**WHAT THIS TASK INVOLVES**
Exactly the lines from the top of the records below through the one containing "positive clicks: (666, 398) (601, 451)" must be set down, with no line added or dropped.

**TASK MATERIAL**
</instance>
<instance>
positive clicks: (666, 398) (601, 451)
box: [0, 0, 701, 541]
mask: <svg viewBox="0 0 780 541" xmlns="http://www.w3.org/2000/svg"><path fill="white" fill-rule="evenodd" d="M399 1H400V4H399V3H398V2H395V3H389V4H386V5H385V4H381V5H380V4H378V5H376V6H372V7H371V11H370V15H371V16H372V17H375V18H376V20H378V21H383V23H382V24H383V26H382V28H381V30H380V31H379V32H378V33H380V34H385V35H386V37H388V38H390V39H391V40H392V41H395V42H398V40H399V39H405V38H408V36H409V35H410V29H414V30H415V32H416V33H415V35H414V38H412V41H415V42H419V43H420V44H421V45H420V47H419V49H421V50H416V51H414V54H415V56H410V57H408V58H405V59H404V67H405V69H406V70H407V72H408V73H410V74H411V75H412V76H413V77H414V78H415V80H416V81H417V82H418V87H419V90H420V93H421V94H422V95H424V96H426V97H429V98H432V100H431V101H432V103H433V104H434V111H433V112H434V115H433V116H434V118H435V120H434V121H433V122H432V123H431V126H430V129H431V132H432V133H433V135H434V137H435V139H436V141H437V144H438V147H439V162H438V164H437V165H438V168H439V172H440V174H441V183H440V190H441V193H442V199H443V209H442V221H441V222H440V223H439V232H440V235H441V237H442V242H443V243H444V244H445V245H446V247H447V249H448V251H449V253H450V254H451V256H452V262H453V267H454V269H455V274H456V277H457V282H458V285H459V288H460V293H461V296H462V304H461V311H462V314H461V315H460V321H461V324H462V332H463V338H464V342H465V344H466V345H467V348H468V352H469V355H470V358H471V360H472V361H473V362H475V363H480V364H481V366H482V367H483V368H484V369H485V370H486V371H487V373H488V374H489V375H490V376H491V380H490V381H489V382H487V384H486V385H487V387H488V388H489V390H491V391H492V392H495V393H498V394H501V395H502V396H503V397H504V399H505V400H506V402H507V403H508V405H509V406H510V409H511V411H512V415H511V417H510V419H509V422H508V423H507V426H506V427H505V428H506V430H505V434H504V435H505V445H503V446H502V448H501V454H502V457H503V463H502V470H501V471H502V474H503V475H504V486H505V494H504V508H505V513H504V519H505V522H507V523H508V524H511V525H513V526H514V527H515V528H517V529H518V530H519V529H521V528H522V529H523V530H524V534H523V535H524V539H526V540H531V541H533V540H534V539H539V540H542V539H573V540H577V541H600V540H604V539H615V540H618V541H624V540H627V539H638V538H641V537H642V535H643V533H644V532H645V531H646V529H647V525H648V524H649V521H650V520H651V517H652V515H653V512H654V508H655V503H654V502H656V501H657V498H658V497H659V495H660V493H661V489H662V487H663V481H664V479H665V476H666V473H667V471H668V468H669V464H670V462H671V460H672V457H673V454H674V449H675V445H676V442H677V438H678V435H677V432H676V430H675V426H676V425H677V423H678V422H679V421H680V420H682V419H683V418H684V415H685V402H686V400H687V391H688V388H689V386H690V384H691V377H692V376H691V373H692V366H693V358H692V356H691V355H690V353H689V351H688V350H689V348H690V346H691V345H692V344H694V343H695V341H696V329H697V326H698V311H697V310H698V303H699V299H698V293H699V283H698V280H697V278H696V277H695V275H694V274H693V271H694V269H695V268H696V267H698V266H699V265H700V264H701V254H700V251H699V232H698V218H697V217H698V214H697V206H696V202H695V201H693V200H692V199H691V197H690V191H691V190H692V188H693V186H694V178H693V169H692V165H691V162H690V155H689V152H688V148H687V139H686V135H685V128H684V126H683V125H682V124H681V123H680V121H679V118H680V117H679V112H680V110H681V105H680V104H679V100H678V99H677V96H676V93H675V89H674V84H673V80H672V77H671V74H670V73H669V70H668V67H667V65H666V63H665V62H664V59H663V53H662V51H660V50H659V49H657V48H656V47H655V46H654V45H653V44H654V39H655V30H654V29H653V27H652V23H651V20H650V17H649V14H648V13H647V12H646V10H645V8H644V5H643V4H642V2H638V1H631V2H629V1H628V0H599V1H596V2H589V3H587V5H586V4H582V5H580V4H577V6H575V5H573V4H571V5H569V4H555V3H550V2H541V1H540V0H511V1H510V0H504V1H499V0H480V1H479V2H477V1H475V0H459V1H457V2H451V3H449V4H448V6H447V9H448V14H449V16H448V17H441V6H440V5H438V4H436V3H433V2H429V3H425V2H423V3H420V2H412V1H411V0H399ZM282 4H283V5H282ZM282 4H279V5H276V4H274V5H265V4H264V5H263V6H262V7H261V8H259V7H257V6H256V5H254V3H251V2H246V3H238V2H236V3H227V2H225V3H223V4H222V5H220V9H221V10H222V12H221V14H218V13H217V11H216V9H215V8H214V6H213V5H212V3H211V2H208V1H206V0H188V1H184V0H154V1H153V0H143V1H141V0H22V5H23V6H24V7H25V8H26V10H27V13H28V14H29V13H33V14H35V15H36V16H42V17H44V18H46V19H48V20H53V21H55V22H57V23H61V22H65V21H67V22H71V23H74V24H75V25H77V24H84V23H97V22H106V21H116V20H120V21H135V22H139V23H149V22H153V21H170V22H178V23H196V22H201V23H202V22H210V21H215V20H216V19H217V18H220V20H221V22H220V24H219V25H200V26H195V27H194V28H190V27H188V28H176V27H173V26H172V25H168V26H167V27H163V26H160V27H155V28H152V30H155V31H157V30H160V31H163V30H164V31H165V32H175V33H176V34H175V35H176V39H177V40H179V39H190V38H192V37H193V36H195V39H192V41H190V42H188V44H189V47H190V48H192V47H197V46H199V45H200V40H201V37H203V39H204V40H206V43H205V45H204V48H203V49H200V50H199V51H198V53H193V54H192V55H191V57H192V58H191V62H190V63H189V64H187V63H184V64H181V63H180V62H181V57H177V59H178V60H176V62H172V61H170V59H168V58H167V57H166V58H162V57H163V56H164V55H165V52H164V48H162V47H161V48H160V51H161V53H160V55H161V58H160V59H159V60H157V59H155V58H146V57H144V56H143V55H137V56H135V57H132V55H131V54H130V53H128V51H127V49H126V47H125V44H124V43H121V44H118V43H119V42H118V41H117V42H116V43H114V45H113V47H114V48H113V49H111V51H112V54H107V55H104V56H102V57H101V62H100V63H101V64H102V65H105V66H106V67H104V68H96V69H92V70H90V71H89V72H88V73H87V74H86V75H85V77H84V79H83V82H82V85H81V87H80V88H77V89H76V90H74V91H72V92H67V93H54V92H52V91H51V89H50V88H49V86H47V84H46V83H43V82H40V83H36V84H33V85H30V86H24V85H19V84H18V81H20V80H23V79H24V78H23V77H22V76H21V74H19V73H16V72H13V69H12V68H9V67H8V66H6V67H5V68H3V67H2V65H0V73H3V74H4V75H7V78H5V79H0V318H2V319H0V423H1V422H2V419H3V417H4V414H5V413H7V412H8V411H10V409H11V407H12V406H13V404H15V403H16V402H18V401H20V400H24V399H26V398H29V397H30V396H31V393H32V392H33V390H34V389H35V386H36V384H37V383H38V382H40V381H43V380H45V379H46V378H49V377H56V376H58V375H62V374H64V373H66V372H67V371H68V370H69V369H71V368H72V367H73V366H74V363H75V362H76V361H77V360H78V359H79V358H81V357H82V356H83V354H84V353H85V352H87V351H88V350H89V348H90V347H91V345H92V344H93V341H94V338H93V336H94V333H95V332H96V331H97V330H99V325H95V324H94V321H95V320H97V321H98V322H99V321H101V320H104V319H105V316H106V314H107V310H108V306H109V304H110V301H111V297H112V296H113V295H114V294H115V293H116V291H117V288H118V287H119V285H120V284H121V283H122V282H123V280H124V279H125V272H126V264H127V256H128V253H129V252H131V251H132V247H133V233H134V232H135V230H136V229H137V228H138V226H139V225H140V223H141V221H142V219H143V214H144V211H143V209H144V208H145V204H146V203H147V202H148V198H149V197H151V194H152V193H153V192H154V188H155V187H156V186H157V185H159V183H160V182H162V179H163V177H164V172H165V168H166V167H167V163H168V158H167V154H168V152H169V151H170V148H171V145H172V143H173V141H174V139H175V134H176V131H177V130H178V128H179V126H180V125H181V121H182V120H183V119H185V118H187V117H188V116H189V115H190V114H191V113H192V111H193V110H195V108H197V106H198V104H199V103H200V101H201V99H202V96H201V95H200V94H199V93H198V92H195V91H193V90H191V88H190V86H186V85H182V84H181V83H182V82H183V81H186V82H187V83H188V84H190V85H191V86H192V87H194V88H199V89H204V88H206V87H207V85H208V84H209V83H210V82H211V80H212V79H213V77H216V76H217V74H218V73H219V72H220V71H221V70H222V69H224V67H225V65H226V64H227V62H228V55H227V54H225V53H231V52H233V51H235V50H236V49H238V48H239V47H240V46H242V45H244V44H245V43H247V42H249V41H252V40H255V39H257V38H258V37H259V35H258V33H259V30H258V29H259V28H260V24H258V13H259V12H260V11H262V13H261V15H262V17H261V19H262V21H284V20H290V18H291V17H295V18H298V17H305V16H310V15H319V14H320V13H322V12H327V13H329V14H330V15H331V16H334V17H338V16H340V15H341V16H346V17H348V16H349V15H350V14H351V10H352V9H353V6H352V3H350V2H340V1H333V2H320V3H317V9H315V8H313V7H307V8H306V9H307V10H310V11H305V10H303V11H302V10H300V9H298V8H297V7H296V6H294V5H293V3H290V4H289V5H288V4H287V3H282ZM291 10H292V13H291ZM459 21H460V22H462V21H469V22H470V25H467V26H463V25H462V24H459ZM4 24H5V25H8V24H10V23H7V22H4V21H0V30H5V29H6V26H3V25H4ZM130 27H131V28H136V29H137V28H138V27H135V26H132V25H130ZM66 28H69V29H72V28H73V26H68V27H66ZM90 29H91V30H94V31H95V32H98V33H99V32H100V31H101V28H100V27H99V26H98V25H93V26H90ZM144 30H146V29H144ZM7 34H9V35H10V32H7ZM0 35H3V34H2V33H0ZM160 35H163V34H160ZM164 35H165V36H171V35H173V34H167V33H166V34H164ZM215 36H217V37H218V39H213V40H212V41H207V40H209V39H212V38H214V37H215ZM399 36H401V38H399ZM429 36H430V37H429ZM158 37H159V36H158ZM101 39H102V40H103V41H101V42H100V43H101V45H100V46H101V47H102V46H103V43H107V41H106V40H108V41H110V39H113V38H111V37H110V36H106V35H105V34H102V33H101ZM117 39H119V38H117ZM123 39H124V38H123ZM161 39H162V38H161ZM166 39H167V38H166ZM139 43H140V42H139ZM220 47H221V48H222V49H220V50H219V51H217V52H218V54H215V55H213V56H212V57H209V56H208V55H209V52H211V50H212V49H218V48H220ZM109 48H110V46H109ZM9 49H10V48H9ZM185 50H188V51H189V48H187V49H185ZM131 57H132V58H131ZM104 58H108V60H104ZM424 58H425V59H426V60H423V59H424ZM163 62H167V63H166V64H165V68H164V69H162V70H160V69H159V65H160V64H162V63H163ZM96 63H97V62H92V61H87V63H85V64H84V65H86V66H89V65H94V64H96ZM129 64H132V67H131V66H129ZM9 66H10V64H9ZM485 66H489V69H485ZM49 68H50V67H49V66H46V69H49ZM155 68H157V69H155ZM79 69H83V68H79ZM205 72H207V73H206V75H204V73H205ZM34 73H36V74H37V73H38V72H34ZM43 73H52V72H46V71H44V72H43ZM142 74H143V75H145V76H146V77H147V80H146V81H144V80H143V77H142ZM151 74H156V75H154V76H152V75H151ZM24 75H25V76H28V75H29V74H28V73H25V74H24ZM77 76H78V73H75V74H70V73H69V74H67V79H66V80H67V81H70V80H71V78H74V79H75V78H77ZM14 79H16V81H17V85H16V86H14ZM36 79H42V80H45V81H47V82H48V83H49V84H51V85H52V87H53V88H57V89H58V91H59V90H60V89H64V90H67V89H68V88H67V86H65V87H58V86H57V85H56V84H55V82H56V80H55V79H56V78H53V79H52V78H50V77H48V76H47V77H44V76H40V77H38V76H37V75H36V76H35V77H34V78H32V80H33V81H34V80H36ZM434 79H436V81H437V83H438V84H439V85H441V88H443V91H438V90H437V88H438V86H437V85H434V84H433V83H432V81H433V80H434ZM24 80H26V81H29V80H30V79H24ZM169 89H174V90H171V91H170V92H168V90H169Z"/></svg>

**RESULT**
</instance>
<instance>
positive clicks: (666, 398) (601, 451)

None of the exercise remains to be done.